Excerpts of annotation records

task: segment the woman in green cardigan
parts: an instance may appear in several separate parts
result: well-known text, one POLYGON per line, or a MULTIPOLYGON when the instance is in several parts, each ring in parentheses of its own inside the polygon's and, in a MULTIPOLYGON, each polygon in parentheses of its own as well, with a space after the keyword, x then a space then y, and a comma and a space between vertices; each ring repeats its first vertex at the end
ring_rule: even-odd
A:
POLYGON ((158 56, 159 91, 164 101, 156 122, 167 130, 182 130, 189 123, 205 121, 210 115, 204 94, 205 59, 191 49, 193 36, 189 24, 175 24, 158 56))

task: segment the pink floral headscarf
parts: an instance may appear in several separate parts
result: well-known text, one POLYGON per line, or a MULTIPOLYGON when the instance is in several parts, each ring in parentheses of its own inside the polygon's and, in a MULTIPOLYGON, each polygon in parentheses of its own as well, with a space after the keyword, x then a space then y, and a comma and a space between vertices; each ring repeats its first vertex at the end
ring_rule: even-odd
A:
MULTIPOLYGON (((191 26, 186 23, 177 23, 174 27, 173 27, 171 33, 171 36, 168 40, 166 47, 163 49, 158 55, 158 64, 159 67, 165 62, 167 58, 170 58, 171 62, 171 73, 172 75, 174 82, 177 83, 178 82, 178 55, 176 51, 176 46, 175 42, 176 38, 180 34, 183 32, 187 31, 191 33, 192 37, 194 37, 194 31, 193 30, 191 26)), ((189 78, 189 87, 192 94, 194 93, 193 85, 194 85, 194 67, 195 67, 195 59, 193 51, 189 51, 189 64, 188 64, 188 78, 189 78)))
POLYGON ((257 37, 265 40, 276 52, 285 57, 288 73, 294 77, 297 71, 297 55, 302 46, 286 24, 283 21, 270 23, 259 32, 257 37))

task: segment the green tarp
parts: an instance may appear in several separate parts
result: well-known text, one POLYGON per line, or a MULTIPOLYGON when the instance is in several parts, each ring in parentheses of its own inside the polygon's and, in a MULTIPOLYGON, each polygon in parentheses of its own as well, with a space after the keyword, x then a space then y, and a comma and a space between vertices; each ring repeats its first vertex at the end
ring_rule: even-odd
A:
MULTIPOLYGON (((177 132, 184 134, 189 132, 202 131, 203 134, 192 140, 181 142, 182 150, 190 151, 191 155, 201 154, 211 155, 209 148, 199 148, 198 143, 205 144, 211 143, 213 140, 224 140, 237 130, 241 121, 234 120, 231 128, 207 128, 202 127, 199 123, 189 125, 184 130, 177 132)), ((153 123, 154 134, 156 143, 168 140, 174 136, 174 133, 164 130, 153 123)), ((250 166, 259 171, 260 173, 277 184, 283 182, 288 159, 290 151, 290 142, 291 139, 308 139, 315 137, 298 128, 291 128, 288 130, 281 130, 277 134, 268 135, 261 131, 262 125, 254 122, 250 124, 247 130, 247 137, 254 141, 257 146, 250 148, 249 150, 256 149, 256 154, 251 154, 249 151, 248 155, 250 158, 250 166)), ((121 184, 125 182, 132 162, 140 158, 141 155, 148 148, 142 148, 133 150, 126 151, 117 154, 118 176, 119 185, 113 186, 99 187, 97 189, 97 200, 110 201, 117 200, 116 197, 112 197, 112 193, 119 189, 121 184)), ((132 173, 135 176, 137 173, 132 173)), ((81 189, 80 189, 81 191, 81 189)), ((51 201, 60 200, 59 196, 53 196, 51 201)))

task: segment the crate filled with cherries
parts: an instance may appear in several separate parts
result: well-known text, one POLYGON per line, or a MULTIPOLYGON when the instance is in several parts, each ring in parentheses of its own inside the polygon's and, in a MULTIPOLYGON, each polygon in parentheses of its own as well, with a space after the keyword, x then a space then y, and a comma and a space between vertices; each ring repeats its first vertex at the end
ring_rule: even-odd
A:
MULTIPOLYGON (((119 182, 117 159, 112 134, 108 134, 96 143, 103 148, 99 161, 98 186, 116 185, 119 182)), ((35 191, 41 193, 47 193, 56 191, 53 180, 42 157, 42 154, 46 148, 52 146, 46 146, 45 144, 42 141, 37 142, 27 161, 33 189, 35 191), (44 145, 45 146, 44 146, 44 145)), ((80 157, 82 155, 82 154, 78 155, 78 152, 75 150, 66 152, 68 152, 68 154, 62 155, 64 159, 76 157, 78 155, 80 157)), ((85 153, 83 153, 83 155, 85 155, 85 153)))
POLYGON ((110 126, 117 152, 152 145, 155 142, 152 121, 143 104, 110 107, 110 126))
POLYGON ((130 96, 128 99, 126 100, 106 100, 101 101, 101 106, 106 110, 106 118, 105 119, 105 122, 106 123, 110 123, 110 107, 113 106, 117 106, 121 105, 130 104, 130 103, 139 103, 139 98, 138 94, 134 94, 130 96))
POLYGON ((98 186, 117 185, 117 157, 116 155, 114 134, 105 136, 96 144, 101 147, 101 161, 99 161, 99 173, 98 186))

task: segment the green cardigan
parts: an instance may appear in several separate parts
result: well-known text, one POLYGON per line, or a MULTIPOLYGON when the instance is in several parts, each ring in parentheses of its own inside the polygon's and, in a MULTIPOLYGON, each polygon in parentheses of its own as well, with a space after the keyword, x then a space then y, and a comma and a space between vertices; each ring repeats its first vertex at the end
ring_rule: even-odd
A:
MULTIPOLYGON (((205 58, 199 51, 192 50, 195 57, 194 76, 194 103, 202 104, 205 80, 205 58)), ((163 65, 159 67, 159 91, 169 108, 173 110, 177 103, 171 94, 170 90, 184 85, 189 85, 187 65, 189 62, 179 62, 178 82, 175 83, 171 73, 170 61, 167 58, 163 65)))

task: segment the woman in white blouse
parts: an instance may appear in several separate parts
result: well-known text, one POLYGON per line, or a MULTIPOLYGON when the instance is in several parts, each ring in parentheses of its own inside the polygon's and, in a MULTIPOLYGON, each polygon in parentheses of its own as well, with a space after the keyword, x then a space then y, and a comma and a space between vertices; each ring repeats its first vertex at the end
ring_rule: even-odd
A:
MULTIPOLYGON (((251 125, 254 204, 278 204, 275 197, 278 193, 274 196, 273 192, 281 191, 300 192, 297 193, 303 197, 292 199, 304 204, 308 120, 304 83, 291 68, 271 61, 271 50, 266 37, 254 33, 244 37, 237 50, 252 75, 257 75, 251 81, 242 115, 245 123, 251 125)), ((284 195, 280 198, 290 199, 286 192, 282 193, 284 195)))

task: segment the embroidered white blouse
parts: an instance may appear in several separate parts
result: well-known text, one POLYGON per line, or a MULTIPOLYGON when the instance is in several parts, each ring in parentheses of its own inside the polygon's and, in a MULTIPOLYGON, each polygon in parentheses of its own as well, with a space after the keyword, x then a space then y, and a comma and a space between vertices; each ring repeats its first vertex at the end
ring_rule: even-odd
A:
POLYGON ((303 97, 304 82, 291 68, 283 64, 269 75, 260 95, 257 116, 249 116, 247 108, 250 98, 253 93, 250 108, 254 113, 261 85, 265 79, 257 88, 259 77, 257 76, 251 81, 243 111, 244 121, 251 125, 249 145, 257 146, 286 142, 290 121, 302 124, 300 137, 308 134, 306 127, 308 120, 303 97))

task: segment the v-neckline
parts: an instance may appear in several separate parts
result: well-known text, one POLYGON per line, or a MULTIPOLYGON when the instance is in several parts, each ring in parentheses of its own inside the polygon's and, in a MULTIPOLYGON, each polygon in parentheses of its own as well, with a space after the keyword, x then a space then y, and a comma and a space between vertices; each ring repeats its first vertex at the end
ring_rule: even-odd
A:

## Requirement
Copy the rows verbatim from the line with "task: segment the woman in white blouse" to the line with "MULTIPOLYGON (((251 125, 254", including both of those lines.

## Exercise result
task: segment the woman in white blouse
parts: an instance may appear in several separate parts
result: well-known text, one POLYGON per line, or a MULTIPOLYGON when the instance is in several parts, each ring in parentheses of its own inside the polygon's and, in a MULTIPOLYGON, each polygon in parentheses of its own as well, with a space after the keyword, x then a space then y, and a comma and a space between vertices; each ring repeats its first vertex at the end
ring_rule: even-odd
A:
MULTIPOLYGON (((251 125, 254 204, 278 204, 275 197, 278 193, 274 196, 273 192, 281 191, 300 192, 297 193, 303 197, 292 199, 304 204, 308 120, 304 83, 291 68, 271 61, 271 50, 266 37, 254 33, 244 37, 237 50, 252 75, 257 75, 251 81, 242 115, 245 123, 251 125)), ((284 195, 280 198, 290 199, 286 192, 282 193, 284 195)))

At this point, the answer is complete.